**Source document:**
When to use percent error
Science classes use percent error to judge how close a trial is to a trusted reference—speed of sound tables, known sample masses, tabulated constants, or manufacturer specs. You always need an accepted number to compare against; without it, talk about absolute difference or relative spread between trials instead.
Formulas this tool applies
| Quantity | Expression |
|---|---|
| Absolute error | experimental value − accepted value |
| Unsigned % error | |experimental − accepted| ÷ |accepted| × 100% |
| Signed relative % | (experimental − accepted) ÷ accepted × 100% |
Do I use experimental or accepted in the numerator?
The numerator is always the gap between the two measured numbers; the accepted value lives in the denominator for the standard percent error definition so you express mismatch relative to the trusted benchmark.
What counts as an acceptable percent error?
That depends on instrumentation, sample purity, and course standards—there is no universal magic threshold. Compare against typical uncertainty for your device or ask your instructor for target tolerances.
How do I calculate percent error step by step?

**Collected material:**

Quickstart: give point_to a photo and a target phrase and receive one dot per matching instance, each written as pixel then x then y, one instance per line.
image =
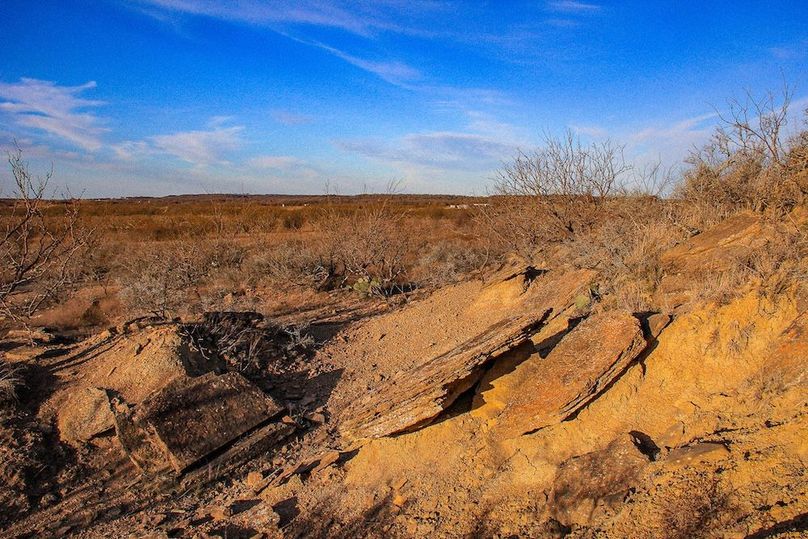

**Task requirements:**
1/ Using the percent error text, explain in one to three sentences why the accepted value goes in the denominator of the standard percent error formula.
2/ According to the percent error text, what should you discuss instead if you have no accepted number to compare against?
3/ Continue the percent error text, picking up right after its last line.
The lines above come from a different source than the percent error text.

**Answers to this exercise:**
1/ The accepted value sits in the denominator so that the mismatch between the two numbers is expressed relative to the trusted benchmark. The numerator is the gap between the experimental and accepted values.

2/ The absolute difference or the relative spread between trials.

3/
Subtract the accepted benchmark from what you measured. For the nonnegative lab score, divide the absolute mismatch by the absolute accepted number (never divide by zero) and multiply by 100%.
Does percent error use absolute values?
The rubric most teachers ask for ignores sign so grading focuses on magnitude. Signing the quotient still matters when you diagnose bias, which is why the tool lists both interpretations.
What counts as experimental vs accepted value?
Experimental is literally what your procedure produced. Accepted is whichever trusted comparison your lab manual names— datasheet, CODATA constant, textbook model, calibration reference, etc.
What is systematic error versus random error?
Systematic error shifts readings the same direction every time unless you fix calibration. Random error makes individual trials wiggle yet tends to wash out once you replicate enough measurements and average thoughtfully.